▶ _INSTRUCTION_
Find every line in the three blocks of records below that contains the word "wooden", and copy each such line in full.

▶ _RECORDS FOR THIS TASK_
--------------------
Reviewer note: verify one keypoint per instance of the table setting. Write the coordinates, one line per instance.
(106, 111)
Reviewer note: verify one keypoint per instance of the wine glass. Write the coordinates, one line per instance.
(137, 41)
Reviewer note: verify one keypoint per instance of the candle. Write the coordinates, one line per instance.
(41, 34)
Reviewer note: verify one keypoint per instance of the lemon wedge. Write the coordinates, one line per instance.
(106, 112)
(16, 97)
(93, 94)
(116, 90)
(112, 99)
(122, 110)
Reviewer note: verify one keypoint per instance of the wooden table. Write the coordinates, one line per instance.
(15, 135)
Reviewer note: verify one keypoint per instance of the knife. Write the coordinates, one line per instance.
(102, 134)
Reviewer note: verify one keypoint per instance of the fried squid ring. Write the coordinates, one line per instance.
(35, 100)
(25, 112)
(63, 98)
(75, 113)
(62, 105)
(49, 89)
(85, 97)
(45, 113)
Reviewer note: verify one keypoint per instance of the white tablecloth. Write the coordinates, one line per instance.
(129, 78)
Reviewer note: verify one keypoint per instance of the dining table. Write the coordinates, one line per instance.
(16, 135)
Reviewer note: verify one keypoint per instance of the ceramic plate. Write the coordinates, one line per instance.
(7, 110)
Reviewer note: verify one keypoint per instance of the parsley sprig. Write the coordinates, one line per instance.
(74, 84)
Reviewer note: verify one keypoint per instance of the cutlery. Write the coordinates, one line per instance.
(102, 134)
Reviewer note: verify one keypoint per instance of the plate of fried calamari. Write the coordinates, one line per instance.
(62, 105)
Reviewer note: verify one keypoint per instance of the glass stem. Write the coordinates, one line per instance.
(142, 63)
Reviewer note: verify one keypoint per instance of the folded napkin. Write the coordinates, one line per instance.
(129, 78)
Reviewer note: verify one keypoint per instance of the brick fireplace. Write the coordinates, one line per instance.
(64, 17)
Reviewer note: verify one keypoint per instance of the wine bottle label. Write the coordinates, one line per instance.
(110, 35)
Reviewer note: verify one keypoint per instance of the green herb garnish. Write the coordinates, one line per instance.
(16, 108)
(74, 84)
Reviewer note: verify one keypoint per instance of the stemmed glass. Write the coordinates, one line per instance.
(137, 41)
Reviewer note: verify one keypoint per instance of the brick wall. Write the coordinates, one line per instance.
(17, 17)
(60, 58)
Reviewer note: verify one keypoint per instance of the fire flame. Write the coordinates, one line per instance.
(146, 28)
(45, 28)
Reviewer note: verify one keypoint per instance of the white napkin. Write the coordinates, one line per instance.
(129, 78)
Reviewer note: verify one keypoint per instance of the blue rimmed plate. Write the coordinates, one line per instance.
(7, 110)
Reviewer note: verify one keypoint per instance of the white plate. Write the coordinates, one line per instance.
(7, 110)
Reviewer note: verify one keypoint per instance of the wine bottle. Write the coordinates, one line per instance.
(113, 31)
--------------------
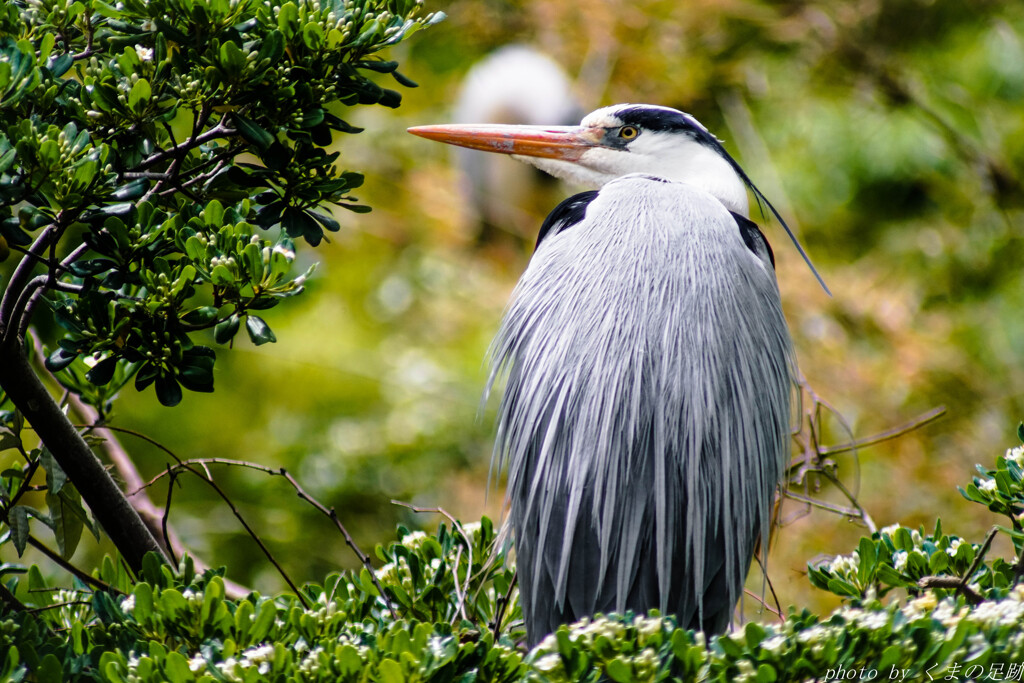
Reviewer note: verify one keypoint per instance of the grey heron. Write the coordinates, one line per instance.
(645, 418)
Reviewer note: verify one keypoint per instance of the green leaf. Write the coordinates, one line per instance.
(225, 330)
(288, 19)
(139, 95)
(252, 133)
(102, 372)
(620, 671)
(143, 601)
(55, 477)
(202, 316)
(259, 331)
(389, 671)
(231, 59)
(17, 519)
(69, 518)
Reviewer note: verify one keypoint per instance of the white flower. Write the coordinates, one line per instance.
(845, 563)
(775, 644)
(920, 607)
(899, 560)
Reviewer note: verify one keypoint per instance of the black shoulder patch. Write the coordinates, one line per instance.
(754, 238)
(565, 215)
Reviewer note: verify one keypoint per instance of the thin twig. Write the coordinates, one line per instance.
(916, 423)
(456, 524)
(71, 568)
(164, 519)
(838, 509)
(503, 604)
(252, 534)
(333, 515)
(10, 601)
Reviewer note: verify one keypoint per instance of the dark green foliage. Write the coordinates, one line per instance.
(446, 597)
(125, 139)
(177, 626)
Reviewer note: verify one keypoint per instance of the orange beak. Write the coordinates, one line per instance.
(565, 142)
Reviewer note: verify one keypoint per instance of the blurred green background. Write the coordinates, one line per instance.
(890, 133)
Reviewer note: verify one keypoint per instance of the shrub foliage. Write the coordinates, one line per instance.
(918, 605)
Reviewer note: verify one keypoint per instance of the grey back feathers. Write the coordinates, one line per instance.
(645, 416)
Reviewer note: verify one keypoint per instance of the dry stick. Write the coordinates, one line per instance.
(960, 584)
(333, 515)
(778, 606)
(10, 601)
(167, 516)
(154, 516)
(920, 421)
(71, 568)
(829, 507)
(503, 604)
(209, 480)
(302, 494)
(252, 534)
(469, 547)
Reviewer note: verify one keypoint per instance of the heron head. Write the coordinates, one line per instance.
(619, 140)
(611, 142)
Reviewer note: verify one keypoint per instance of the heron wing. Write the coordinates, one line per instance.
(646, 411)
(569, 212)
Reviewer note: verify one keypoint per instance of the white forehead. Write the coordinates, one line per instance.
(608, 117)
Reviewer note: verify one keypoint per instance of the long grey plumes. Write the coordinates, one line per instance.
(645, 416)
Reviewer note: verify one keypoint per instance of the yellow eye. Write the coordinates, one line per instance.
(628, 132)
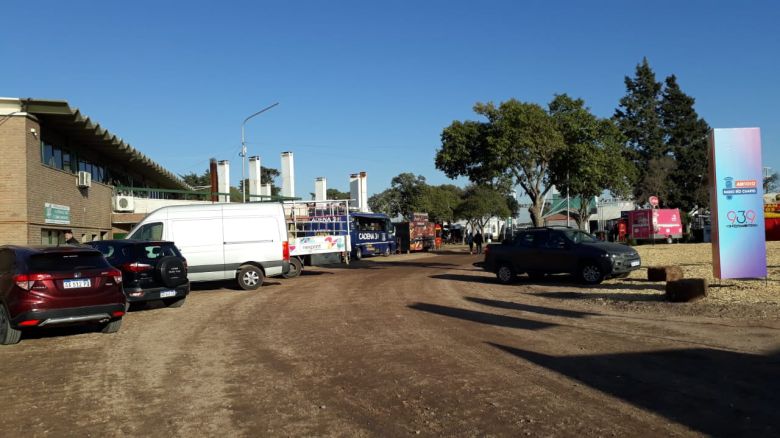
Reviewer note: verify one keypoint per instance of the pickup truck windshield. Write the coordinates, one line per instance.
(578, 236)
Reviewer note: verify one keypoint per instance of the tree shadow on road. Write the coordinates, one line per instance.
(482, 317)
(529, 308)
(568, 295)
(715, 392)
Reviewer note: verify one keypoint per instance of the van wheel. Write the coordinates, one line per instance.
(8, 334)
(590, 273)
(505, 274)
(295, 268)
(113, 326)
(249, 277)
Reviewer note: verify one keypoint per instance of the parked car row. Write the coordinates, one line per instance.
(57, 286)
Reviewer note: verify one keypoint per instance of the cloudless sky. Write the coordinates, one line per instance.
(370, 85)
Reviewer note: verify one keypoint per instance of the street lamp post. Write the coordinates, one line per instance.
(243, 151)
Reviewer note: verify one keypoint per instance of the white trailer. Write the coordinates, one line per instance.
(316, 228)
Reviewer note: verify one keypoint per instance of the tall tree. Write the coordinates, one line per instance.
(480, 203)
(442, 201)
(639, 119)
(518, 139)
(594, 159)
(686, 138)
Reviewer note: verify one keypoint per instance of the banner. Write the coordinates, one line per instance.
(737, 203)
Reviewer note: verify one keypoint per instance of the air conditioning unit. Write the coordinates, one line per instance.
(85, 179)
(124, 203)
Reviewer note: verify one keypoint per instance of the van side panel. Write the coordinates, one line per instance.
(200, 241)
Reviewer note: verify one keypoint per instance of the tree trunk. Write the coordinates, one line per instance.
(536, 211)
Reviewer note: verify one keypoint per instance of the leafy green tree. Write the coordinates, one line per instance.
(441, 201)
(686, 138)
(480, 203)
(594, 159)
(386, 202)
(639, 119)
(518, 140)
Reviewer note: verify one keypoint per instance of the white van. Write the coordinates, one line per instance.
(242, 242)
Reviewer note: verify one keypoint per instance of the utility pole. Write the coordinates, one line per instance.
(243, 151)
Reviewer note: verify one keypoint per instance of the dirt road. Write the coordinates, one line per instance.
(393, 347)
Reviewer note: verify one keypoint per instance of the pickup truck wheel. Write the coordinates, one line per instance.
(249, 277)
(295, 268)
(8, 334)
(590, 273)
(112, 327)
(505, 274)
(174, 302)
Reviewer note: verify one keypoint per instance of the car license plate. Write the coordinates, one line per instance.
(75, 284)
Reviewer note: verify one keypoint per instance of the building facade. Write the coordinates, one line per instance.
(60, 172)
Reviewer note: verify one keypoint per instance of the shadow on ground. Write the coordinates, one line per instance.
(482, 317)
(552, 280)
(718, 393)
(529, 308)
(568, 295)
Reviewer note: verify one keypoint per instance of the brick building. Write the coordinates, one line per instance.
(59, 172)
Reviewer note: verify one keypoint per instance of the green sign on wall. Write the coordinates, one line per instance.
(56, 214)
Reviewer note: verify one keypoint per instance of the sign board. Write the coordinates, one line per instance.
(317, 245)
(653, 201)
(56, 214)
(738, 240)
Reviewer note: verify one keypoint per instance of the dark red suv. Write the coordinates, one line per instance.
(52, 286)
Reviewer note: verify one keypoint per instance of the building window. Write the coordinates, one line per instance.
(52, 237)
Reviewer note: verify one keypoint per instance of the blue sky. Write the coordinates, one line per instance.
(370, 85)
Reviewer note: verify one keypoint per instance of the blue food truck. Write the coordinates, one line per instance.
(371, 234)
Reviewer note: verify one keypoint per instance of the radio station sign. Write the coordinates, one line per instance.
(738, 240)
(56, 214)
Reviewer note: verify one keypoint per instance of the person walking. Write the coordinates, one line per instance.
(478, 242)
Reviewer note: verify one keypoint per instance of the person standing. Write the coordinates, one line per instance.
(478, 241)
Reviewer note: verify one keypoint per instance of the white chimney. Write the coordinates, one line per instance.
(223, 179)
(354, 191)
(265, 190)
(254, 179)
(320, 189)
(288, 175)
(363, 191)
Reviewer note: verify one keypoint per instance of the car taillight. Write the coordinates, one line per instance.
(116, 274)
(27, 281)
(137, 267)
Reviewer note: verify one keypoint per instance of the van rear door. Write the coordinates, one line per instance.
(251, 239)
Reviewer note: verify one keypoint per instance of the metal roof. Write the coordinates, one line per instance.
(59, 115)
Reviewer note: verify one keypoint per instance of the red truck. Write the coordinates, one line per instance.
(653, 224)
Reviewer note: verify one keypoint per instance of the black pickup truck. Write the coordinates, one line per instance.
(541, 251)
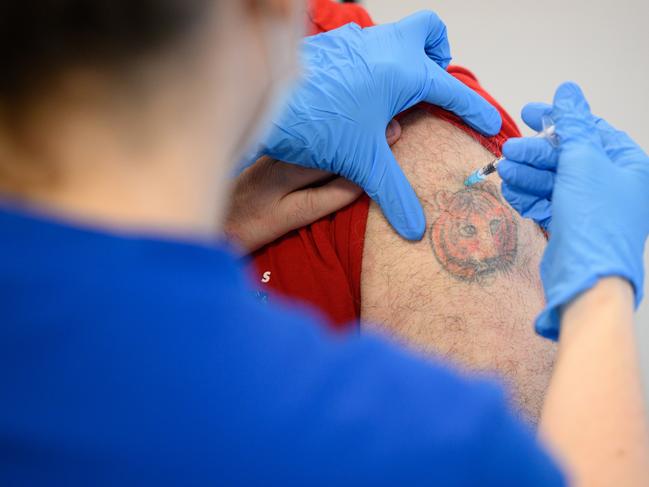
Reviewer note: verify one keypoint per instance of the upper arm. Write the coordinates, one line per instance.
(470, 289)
--------------------
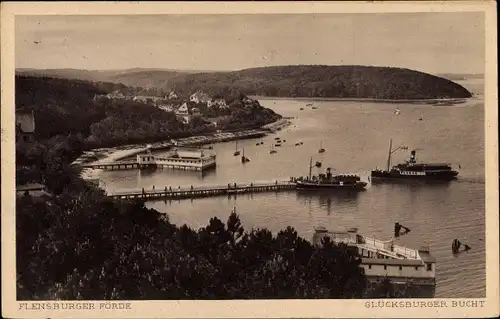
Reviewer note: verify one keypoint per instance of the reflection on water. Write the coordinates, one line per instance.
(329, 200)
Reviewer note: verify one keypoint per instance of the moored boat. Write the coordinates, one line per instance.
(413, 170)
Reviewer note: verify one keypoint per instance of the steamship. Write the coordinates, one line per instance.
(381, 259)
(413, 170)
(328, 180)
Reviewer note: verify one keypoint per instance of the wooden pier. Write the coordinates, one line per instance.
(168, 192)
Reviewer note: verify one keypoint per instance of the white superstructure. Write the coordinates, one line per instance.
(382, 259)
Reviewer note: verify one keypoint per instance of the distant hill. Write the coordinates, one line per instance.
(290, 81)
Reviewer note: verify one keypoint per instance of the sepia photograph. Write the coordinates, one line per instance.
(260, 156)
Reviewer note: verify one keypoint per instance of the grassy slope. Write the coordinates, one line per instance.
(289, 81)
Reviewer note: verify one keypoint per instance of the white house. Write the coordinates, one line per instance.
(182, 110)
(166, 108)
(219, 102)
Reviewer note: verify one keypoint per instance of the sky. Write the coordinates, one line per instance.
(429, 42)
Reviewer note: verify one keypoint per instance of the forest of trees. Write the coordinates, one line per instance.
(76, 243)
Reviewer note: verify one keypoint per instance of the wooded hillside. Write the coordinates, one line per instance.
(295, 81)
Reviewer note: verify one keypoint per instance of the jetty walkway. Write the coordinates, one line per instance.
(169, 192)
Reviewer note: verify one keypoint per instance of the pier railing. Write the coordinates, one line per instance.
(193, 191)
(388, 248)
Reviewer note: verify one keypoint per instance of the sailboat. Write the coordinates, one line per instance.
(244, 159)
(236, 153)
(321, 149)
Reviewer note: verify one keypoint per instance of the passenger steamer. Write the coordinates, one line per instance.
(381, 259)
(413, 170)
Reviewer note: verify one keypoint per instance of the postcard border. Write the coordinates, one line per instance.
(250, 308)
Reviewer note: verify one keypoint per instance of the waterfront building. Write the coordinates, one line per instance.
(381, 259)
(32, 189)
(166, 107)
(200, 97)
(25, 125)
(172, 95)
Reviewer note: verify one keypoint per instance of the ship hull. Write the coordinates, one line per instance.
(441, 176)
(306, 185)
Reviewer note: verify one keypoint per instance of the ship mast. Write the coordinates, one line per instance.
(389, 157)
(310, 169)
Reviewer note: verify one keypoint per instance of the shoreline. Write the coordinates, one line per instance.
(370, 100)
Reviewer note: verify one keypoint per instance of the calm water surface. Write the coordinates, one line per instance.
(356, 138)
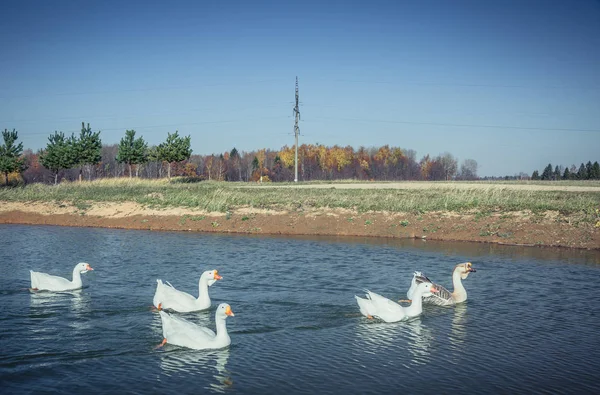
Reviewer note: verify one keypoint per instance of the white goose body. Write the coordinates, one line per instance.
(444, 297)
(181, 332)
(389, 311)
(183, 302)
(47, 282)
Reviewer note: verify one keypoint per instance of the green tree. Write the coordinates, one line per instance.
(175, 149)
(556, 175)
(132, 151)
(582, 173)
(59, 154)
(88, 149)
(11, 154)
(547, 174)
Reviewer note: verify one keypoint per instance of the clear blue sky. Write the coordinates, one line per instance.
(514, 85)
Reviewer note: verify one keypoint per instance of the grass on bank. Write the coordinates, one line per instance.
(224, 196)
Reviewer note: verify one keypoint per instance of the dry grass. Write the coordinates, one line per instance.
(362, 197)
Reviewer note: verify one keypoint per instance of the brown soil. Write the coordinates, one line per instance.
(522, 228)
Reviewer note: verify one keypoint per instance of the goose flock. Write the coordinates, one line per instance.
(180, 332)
--------------------
▶ _EXERCISE RESPONSE_
Reviewer note: verify one keypoint per instance of the wooden table. Write the coordinates, one line per instance.
Reviewer note: verify one keypoint per instance of the wooden pier. Write the coordinates, one line per instance.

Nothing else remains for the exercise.